■ **Goal**:
Leave out the pictures and return every entry exactly as it appears.

---

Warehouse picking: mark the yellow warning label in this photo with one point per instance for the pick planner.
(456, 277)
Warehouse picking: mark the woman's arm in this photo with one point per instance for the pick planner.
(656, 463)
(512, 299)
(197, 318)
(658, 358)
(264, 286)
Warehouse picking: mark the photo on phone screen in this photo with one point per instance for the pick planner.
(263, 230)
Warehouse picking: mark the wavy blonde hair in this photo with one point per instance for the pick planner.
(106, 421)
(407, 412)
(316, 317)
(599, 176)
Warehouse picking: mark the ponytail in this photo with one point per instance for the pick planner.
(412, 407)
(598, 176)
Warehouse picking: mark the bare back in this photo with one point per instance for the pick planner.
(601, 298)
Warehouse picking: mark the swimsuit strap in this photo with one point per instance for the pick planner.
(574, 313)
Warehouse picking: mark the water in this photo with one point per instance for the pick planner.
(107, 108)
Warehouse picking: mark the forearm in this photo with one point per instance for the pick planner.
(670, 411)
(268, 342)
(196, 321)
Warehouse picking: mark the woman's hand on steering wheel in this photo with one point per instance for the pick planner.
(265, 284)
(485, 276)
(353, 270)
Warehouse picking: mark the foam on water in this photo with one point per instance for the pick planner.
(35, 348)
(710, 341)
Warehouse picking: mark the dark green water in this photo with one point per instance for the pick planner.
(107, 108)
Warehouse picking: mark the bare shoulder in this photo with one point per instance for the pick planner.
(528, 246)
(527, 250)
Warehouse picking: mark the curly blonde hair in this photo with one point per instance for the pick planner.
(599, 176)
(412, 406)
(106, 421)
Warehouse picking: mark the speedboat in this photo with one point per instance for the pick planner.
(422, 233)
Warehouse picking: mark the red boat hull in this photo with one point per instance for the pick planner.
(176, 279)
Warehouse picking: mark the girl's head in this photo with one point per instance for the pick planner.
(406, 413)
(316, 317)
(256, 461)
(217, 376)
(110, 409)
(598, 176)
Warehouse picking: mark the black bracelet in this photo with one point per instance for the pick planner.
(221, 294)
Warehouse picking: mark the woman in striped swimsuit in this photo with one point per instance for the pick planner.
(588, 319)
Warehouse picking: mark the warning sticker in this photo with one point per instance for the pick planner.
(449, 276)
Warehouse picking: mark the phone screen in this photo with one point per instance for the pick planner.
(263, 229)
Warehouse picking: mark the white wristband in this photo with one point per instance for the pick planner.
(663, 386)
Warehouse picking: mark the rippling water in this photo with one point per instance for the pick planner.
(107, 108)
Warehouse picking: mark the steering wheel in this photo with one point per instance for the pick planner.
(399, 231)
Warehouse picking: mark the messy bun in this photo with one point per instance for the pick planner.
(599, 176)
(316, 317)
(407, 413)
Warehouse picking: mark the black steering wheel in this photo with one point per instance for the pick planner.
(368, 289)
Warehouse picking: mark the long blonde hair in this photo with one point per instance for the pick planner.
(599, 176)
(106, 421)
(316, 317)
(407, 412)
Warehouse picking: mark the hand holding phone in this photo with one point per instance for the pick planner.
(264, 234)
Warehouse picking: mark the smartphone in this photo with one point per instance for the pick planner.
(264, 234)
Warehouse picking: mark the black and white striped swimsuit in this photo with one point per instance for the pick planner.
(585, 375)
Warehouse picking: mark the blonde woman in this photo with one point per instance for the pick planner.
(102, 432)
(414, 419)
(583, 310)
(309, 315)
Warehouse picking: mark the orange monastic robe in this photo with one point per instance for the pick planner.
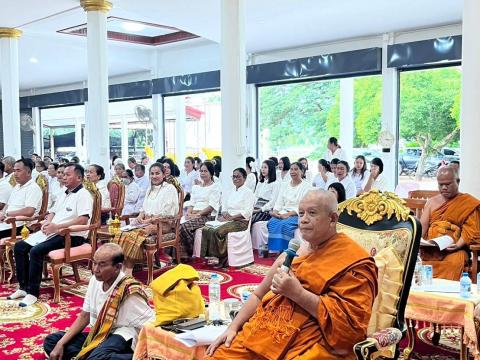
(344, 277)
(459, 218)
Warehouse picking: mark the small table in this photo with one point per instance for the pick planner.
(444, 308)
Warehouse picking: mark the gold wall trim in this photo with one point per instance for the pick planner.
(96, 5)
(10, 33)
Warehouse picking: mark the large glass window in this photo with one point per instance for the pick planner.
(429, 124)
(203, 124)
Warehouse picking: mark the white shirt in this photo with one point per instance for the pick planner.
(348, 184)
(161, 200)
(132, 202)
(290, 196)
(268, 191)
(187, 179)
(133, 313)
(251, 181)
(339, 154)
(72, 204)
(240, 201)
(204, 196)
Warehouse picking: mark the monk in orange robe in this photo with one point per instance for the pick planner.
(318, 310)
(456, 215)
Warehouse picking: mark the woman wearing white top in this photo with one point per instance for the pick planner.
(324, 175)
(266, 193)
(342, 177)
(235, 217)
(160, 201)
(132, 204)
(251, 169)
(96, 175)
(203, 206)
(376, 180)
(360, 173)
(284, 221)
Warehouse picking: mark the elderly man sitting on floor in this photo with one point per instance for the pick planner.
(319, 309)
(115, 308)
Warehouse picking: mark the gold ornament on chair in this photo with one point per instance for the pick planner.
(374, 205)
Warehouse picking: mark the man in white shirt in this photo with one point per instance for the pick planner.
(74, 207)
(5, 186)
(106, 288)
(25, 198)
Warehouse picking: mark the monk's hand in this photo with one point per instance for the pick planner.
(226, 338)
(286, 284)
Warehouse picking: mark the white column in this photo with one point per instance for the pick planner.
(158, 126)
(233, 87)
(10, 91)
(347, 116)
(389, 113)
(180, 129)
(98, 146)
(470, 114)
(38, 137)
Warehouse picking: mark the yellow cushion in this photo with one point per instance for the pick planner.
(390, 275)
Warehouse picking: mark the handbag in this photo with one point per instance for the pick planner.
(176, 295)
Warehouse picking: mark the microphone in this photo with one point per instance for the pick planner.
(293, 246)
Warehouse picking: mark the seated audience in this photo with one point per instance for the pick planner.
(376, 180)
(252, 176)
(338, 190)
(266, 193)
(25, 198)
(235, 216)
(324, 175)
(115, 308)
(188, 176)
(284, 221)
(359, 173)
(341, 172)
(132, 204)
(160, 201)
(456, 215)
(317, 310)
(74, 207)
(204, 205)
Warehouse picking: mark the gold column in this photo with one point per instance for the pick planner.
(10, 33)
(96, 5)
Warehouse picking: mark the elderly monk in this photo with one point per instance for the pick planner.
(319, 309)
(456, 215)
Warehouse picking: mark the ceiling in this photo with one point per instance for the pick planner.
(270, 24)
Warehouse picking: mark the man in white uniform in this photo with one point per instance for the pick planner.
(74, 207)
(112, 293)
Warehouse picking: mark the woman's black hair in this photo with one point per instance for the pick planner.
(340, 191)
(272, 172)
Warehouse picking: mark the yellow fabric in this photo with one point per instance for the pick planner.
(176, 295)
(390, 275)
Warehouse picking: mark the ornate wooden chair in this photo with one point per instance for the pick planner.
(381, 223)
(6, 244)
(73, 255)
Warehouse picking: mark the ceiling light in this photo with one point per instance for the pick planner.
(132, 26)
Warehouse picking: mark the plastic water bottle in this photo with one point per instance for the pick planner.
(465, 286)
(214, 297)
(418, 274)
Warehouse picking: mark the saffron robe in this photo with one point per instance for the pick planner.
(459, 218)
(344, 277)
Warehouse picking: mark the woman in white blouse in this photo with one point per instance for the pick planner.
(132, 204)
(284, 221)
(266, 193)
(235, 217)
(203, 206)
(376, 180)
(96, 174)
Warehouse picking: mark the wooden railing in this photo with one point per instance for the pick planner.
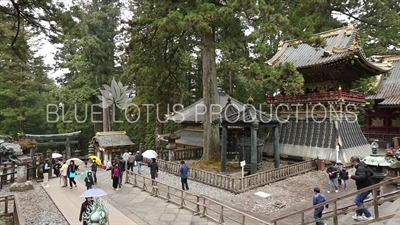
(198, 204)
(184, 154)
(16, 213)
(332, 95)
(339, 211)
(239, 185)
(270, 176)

---

■ **Response**:
Warehouse picking: mark the yellow warning label in this photo with one point per instance for the pick planner.
(456, 277)
Warehouse picking: mark the woman's arm in this photo with one point per instance for the pick planner.
(656, 463)
(512, 299)
(197, 318)
(658, 358)
(264, 286)
Warehouse picking: mark the photo on phone screen in this photo with one point per instance for the pick planner.
(263, 230)
Warehouse picking: mark the wavy blonde hair in this photo with one point per instance for the pick planner.
(106, 421)
(407, 412)
(316, 317)
(599, 176)
Warehouse picking: mark the ponytail in this photo with one point per instance for the pick planner.
(412, 407)
(598, 176)
Warehouse picking: mark the bare back in this photo with one point per instance for the pick planner.
(601, 298)
Warehouse picking: mark the swimsuit strap in this photo with one point per instance for the pick planner.
(574, 313)
Warehouse picking: mark the water in this photo with one point per instance for the pick planner.
(107, 108)
Warehouse picking: mark the forearm in this photo with one point per instance for the pick planner.
(670, 411)
(268, 342)
(196, 321)
Warehouse picking: mark the woman's hand on steering wheel in this photo with one point per instance for the pick planner.
(265, 284)
(485, 276)
(353, 270)
Warehouse picking: mark the foam on water in this photo with one point per instance for the pick planner.
(35, 348)
(710, 341)
Warehouse picking: mark the dark green water in this photo with one point per instance for the pick planner.
(107, 108)
Warehouse picking: mark the bare shoulder in this photo with one point per instance for the pick planner.
(528, 246)
(527, 250)
Warehouse picking: mark the curly blonde hair in this photo with one point per instance for the pick planner.
(599, 176)
(412, 406)
(106, 421)
Warehouse picking: mark the speedboat in this photo with one point per instance for the pick planner.
(422, 233)
Warehouse picking: mark the red boat hull in this photo with one point per instance for the pick planner.
(176, 279)
Warehouse picking: mark the girl's head in this photo with one point per instance for the pick planner.
(406, 413)
(316, 317)
(256, 461)
(217, 376)
(110, 409)
(598, 176)
Warehouse picking: mark the black bracelet in this photo with one point per instance for the pick planner.
(221, 294)
Warehouse picking: mark the woman in striped swimsuit in this photo with one point per instance for the pick planner.
(588, 319)
Warehouse picking: mark the warning sticker in this photo with one point per instance for the pick planner.
(449, 276)
Warehouse picking: mark the phone screen in this photo with one point per instance for the pick planner.
(263, 229)
Warehouse picking: mark the white wristband in this photo with one point per instance for the pick planner.
(663, 386)
Warehouse picking: mark the rippling water in this photo with one point per instance for the pick planner.
(107, 108)
Warehouse picking: mark the steering wheel in this photo with one point per instance for the pick planner.
(399, 231)
Warehouse picking: mark the messy bun in this photo with one point per instance for the pick planner.
(599, 176)
(316, 317)
(407, 413)
Warehouse picking: mark the black steering wheel in this photo with one point per instance for the pick planner.
(368, 289)
Warehouse picking: mark the long blonde hair in this photo with one point per instance for the pick planner.
(599, 176)
(106, 421)
(316, 317)
(407, 412)
Warehouse picking: mark the hand holding phone in this photo with one point per instance for the pick planner.
(264, 234)
Warehouse picking: mark the smartphone in this photo with one point per instance for the pick planner.
(264, 234)
Warehouse picking: mark the black and white striped swimsuit in this photo with one point per instance for the pick planner.
(585, 375)
Warehouse picking: mark the blonde woman in this photo with one point per instance for the pick planner.
(102, 432)
(414, 419)
(583, 310)
(309, 315)
Warehouse picking: mark the orange monastic robe in this photo with one point per instance for the pick planner.
(344, 277)
(459, 218)
Warehouse picking: mark the small table in this photo with one point per instance for the pick planner.
(444, 308)
Warehouse picking: mark the gold wall trim in this photo with one point per instance for the pick planner.
(96, 5)
(10, 33)
Warehouse picking: mark the large glass window in this photo with one point per instance for the pick planner.
(429, 124)
(203, 124)
Warehouse picking: mark the white shirt in this photo with one point per instance for the pick planner.
(348, 184)
(161, 200)
(132, 202)
(290, 196)
(268, 191)
(187, 179)
(133, 313)
(251, 181)
(339, 154)
(72, 204)
(240, 201)
(204, 196)
Warehouse picking: mark the monk in orange robe in this photo with one point per instance for the pick planner.
(318, 310)
(456, 215)
Warehouse picking: mark the woman wearing white top in this photo with one point per instance for the pick planner.
(324, 175)
(266, 193)
(342, 177)
(235, 217)
(160, 201)
(132, 204)
(251, 169)
(96, 175)
(203, 206)
(376, 180)
(360, 173)
(284, 221)
Warehouse picking: mark the elderly man sitting on floor in this photo with one point per instance for the pick planner.
(319, 309)
(115, 308)
Warehouse picking: mark the gold ornament on chair in this photo with one point per instance for the pick planner.
(374, 205)
Warehouse picking: mark the man in white shirt in this photo with one point per instance for the pick planner.
(74, 207)
(5, 186)
(106, 288)
(25, 198)
Warehouse picking: mark the monk's hand in this photo with one point per instance for the pick planner.
(226, 338)
(286, 284)
Warehouse picking: mark the white column in this photo with one point per instance for the pick planner.
(158, 126)
(233, 87)
(10, 91)
(347, 116)
(389, 113)
(180, 129)
(98, 146)
(470, 114)
(38, 137)
Warehouse picking: mark the yellow cushion in this photo with one point per instance for the pick planner.
(390, 275)
Warehouse picking: mark the handbag in this photo with one point per instance for the pick planner.
(176, 295)
Warehouse picking: mark the microphone in this photo with one point per instance for the pick planner.
(293, 246)
Warehouse picking: mark the seated audience in this photo with one point per instance for the pick planner.
(376, 180)
(252, 176)
(338, 190)
(266, 193)
(25, 198)
(235, 216)
(324, 175)
(115, 308)
(188, 176)
(284, 221)
(359, 173)
(341, 172)
(132, 204)
(160, 201)
(456, 215)
(317, 310)
(74, 207)
(204, 205)
Warehouse picking: mark the gold column in this photo with one point per instance for the pick planner.
(10, 33)
(96, 5)
Warehouse picking: mark the elderly monk in this photo with one point per instance for the pick planner.
(319, 309)
(456, 215)
Warehouse picking: mark the ceiling in this photo with one point per instance for the pick planner.
(270, 24)
Warehouse picking: mark the man in white uniform in this photo with one point per instance for the pick planner.
(74, 207)
(112, 293)
Warehouse picking: mark the woman's black hair in this photo with one point per instance for the pick planner.
(340, 191)
(272, 172)
Warehouse picking: mark the yellow fabric in this photo with one point per instance for the pick planner.
(176, 295)
(390, 275)
Warehouse picking: mark the ornate wooden chair in this photo with one point per instance for the pick planner.
(381, 223)
(6, 244)
(73, 255)
Warehouse picking: mark the ceiling light in this photo with one point per instance for the pick planner.
(132, 26)
Warehouse picking: mark the plastic water bottle in this photo with one point per instance for the pick planner.
(465, 286)
(214, 297)
(418, 274)
Warehouse picking: mark the saffron robe in this photo with one point per instance for the pick planner.
(459, 218)
(344, 277)
Warehouse picking: mark the woman in white blouse in this photo with one point per instance for the pick planner.
(132, 204)
(284, 221)
(266, 193)
(235, 217)
(203, 206)
(376, 180)
(96, 174)
Warehouse picking: mark the wooden railing in this photo with one point per instance for the pick planner.
(198, 204)
(184, 154)
(16, 213)
(332, 95)
(339, 211)
(239, 185)
(270, 176)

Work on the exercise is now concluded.